[START Records for processing]

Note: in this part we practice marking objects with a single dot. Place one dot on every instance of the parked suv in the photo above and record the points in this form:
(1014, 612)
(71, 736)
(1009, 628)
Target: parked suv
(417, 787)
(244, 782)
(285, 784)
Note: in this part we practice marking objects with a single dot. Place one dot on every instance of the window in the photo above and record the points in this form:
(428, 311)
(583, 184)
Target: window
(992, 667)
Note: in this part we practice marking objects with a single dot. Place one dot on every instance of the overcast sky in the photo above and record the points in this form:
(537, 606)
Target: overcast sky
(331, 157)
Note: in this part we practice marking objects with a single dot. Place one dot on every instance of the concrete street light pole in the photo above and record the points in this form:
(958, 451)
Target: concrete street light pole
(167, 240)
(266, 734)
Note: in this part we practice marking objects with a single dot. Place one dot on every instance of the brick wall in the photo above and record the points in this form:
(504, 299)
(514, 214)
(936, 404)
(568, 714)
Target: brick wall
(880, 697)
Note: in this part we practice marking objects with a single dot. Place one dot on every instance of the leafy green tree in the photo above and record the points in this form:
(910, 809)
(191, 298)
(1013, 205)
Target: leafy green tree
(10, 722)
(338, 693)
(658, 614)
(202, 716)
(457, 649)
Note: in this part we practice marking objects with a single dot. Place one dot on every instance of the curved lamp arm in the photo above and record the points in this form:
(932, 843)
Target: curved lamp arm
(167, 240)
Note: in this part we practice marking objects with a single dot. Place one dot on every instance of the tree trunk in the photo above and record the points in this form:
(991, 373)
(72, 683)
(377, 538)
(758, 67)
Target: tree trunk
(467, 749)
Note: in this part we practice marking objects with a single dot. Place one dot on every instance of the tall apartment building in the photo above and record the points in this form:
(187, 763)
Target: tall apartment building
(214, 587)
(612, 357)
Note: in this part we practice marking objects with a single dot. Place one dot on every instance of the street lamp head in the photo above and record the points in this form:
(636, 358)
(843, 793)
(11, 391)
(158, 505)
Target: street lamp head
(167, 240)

[END Records for processing]

■ Stated goal ■
Rewrite the stretch from the line containing "of the tree" through the end of the items, reproducing every line but multiplying each answer coordinate by 2.6 and rounding to whole numbers, with halves rounded up. Leave the sample coordinates listed after each note unchanged.

■ Exercise response ■
Note: in this part we practice marking objects with a single dot. Place one dot on every instance of the tree trunk in the photo above and record the points in this form:
(991, 373)
(72, 683)
(377, 538)
(758, 67)
Target: tree trunk
(1214, 1947)
Note: in this part we practice marking objects with a single dot. Place one dot on every instance of the tall apartment building in the photo above and record the points in this form:
(187, 763)
Target: tall apartment building
(556, 1526)
(1591, 928)
Note: in this part we practice marking objects with a single dot. Place one dot on every instance of the street lamp head in the photo above and record the points in this form:
(636, 358)
(843, 793)
(11, 391)
(158, 505)
Target: street lamp head
(434, 624)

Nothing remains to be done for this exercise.